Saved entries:
....
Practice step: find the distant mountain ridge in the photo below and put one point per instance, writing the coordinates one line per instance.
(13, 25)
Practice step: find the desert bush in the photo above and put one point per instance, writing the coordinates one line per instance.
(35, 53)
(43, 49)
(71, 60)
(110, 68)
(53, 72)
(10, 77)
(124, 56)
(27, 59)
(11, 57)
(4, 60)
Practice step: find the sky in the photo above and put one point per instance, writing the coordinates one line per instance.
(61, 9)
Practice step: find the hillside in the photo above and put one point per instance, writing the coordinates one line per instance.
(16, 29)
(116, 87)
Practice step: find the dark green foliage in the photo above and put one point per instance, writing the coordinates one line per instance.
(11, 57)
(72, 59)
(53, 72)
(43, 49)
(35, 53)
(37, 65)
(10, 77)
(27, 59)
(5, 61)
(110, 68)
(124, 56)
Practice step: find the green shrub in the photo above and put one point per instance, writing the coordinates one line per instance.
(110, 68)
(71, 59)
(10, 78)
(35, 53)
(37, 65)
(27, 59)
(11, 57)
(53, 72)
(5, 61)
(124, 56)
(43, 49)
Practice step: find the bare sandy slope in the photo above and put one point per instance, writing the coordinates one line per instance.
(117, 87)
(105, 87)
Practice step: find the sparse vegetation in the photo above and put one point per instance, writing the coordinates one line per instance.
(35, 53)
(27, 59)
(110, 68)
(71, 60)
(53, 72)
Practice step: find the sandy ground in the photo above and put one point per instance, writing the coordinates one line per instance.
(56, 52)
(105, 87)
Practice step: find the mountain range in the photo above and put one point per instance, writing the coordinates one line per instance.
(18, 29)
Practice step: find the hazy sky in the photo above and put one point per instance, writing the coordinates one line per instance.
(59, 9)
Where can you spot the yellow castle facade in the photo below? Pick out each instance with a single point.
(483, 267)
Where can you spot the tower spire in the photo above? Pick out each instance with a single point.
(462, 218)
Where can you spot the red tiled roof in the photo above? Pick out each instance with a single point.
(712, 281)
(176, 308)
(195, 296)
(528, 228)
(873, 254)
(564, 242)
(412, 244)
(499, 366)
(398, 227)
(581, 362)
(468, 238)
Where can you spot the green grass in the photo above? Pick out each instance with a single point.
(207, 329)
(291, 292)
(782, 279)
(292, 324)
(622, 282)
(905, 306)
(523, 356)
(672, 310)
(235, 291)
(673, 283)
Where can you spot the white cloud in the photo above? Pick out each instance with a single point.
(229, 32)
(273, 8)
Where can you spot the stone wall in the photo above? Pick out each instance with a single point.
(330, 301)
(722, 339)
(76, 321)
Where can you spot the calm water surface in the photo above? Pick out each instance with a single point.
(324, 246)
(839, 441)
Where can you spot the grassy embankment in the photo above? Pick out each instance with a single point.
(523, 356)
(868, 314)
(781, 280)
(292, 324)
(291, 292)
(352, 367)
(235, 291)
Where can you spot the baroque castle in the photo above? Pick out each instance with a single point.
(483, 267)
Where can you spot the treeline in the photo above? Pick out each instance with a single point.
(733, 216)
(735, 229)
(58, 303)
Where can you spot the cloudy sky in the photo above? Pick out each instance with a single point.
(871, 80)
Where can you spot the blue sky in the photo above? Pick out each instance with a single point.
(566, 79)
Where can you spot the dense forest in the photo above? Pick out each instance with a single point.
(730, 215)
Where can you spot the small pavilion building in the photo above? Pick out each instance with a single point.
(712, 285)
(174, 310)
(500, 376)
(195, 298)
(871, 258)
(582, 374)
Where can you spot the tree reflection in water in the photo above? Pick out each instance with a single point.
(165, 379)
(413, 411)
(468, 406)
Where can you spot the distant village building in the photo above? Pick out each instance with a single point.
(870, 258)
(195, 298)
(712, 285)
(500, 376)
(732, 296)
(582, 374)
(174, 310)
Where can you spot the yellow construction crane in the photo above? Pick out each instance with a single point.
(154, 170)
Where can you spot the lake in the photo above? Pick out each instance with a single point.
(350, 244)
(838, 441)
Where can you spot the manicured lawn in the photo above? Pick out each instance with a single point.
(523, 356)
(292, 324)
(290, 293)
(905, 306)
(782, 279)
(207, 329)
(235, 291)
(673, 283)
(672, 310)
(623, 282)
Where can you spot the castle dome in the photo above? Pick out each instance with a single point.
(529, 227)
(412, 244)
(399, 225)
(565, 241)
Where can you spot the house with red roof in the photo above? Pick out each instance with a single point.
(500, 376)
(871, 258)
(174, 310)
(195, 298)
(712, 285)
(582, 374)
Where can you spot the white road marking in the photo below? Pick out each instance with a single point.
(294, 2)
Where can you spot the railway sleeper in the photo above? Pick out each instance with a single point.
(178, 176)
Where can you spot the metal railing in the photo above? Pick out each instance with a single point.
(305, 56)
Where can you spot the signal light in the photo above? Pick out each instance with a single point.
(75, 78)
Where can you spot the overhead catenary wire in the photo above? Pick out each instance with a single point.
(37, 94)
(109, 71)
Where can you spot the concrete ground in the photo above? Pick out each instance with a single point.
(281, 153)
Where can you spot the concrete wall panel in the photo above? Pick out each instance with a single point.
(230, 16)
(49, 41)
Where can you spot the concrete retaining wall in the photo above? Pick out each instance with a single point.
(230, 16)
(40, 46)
....
### DIRECTIONS FOR THIS TASK
Nothing but the lines from the one holding "Where can you spot the concrete ground" to the end of the entries should be output, each exactly as it appears.

### SOLUTION FOR THIS TASK
Where can you spot the concrete ground in the photo above? Pick out each instance with a single point.
(281, 153)
Where can you spot the concrete wall panel in the photo above? Pick out each instance with a single point.
(230, 16)
(49, 41)
Where can you spot the concrete retaining wall in the photo above? Pick out each instance with a single point.
(230, 16)
(40, 46)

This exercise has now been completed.